**Short exercise 1:** Retype the stretch of the resort passage from "This is a day" through "passage of time." with no changes.
**Short exercise 2:** Which living creatures does the resort passage name?

**Extracted text:**

The clouds streak across the grey sky, obscuring the sun’s light if not its heat. Sea-birds squeal and call as they glide over the wide patch of coral-studded sand. Purple flowers pop in the clusters of green leaves that form a line to separate the grass from the advancing beach. The waves rumble at the shore in a soft rhythm like a drum swell to fill the silence every few seconds. And I sit on the cabin porch in the thick. humid air, looking over the scene when I’m not staring into the darkness behind my eyelids.
This is a day “off” from work, the one full day of a visit to the resort at the north end of the island. I’m on leave from military responsibilities, though they still hover over my mind like a swarm of the mosquitos and gnats that nip at my exposed skin.
Work duties may be on hold, but that doesn’t mean their voices remain silent. One of my programs requires more attention–something unimportant but neglected too long. Mysteries and technical difficulties loom over one of my aircrew duties–and another program that falls under my purview. We’ve asked for aid and channeled our questions in the right direction, so now we wait for additional details. I have personal responsibilities calling for attention, and my transition to retirement, put off as somewhere forever down the road, approaches next year with the inexorable passage of time.

**Data entries:**
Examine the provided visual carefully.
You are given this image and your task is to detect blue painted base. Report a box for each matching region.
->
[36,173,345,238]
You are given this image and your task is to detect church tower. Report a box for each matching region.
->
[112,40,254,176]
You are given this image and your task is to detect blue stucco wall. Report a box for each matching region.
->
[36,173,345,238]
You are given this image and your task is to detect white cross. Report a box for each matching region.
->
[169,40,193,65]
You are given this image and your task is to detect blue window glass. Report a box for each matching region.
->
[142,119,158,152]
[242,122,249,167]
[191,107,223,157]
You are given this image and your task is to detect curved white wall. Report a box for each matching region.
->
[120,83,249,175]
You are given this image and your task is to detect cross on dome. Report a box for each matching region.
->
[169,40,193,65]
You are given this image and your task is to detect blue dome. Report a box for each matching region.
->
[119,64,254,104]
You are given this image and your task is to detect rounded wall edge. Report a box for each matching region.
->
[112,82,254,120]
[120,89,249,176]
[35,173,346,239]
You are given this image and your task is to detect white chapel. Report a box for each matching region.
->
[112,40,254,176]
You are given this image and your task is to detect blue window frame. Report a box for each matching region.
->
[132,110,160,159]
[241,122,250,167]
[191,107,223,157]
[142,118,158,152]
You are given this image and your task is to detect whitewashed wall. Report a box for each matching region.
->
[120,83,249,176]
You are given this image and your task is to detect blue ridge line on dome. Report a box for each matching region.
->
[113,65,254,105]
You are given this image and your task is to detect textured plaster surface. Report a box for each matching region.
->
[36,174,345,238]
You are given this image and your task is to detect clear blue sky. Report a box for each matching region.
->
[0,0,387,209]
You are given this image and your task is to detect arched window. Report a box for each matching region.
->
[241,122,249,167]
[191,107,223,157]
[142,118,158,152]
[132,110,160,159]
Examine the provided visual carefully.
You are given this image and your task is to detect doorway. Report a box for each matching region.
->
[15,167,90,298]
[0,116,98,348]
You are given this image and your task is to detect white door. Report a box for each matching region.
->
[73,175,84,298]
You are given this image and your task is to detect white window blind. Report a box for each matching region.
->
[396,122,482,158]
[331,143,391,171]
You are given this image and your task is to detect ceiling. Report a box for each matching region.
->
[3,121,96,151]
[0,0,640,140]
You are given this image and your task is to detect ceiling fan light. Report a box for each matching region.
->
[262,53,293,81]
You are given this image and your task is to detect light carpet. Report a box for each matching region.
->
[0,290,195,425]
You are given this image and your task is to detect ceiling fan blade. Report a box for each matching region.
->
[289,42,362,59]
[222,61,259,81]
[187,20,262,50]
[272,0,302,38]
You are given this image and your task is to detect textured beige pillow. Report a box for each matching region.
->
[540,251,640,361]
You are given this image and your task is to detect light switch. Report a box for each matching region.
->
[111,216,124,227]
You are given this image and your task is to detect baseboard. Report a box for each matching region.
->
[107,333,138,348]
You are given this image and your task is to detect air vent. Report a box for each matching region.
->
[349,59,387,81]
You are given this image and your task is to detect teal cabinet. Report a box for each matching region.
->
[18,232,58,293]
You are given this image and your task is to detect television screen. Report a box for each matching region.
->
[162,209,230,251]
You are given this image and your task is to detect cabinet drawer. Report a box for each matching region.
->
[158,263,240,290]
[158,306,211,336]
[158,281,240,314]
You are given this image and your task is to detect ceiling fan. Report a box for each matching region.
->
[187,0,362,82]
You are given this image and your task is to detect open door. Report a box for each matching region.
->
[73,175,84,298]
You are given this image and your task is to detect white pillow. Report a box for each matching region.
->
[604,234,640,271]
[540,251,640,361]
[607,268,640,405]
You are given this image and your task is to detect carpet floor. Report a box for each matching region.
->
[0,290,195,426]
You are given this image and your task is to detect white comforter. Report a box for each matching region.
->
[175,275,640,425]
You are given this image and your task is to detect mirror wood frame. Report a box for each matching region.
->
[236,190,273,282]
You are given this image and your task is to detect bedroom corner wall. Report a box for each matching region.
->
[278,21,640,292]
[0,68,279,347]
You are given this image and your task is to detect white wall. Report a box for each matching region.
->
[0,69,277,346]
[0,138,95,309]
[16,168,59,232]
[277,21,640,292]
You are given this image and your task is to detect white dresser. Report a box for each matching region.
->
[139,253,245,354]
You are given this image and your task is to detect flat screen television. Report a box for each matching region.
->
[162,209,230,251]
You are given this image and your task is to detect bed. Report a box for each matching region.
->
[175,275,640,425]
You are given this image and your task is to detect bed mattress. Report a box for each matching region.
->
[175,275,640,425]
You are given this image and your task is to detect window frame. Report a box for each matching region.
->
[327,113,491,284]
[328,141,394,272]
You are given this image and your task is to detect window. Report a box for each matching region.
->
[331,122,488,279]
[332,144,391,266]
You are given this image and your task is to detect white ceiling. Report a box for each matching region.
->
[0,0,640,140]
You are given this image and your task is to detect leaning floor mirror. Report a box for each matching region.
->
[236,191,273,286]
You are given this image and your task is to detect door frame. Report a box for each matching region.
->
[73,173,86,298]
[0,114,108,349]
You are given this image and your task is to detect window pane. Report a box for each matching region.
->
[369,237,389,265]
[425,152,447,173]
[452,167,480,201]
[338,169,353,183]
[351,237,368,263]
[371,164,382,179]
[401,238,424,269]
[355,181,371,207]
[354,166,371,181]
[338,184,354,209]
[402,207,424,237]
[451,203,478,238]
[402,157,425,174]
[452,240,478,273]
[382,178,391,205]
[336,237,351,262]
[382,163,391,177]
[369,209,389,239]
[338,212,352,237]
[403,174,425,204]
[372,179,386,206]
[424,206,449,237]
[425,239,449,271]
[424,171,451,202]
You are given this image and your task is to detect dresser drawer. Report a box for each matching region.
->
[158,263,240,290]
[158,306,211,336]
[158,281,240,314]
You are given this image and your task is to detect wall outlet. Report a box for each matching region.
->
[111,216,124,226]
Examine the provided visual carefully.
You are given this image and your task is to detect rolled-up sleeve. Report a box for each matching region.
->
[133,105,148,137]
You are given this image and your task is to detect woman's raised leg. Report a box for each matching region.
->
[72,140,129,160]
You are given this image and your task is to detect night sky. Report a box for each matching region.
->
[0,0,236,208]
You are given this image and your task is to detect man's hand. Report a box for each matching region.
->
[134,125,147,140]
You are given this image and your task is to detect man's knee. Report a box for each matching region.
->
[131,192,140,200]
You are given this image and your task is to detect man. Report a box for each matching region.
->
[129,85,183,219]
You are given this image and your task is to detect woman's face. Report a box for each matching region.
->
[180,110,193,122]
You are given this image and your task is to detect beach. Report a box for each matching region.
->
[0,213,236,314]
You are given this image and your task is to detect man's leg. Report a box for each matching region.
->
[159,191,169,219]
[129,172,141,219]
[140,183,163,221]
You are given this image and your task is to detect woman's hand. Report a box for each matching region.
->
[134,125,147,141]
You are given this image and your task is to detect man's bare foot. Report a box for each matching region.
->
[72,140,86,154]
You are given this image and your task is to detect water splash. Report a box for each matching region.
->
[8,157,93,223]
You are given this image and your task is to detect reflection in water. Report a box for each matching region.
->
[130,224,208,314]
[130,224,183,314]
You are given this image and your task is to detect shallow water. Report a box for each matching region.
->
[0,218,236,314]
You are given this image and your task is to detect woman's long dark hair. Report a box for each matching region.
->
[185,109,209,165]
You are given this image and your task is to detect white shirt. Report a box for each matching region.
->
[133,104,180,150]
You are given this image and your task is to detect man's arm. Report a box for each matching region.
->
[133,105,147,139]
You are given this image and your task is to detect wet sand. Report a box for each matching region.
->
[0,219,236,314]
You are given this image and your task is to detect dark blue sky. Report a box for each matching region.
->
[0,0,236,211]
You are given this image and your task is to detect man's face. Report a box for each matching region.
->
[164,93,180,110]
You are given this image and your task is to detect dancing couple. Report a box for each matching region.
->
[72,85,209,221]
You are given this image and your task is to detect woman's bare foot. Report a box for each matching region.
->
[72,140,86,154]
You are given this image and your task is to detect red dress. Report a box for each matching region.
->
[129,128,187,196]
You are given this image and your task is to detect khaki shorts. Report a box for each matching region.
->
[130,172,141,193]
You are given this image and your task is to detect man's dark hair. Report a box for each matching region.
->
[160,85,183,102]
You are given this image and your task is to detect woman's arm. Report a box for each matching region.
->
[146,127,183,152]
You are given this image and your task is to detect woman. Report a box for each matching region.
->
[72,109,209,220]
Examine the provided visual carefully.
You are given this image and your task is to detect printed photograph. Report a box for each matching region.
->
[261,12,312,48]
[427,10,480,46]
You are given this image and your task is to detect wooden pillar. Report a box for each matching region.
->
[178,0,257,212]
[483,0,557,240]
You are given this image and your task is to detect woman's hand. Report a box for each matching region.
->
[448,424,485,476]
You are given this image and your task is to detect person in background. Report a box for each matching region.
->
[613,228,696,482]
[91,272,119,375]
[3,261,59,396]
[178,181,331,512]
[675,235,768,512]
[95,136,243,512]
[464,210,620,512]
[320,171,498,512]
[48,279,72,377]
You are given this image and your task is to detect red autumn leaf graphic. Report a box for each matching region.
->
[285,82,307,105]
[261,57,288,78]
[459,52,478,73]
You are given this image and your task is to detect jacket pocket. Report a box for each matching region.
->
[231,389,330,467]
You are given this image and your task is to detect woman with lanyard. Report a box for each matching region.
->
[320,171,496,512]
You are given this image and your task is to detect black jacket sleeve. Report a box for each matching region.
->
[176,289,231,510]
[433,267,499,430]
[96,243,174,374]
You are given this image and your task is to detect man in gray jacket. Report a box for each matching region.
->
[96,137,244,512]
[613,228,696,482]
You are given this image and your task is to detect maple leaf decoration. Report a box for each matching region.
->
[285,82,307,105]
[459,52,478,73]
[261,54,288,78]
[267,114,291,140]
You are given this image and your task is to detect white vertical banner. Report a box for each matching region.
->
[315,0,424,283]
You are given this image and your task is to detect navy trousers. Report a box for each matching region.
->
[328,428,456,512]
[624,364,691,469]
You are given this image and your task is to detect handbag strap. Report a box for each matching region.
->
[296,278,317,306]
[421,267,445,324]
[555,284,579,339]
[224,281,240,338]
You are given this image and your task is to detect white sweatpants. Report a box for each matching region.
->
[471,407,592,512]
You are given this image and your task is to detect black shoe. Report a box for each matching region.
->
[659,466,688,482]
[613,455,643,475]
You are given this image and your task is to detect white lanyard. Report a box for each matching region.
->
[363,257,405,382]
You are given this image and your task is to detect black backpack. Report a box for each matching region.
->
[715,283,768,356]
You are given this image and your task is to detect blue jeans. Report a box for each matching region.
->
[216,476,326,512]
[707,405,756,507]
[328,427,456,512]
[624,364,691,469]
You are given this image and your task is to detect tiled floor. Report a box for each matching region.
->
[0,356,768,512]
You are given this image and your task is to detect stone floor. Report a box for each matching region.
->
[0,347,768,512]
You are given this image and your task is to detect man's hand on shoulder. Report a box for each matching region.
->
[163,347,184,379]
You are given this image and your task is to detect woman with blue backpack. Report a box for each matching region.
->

**Full answer 1:**
This is a day “off” from work, the one full day of a visit to the resort at the north end of the island. I’m on leave from military responsibilities, though they still hover over my mind like a swarm of the mosquitos and gnats that nip at my exposed skin.
Work duties may be on hold, but that doesn’t mean their voices remain silent. One of my programs requires more attention–something unimportant but neglected too long. Mysteries and technical difficulties loom over one of my aircrew duties–and another program that falls under my purview. We’ve asked for aid and channeled our questions in the right direction, so now we wait for additional details. I have personal responsibilities calling for attention, and my transition to retirement, put off as somewhere forever down the road, approaches next year with the inexorable passage of time.

**Full answer 2:** Sea-birds, mosquitos, gnats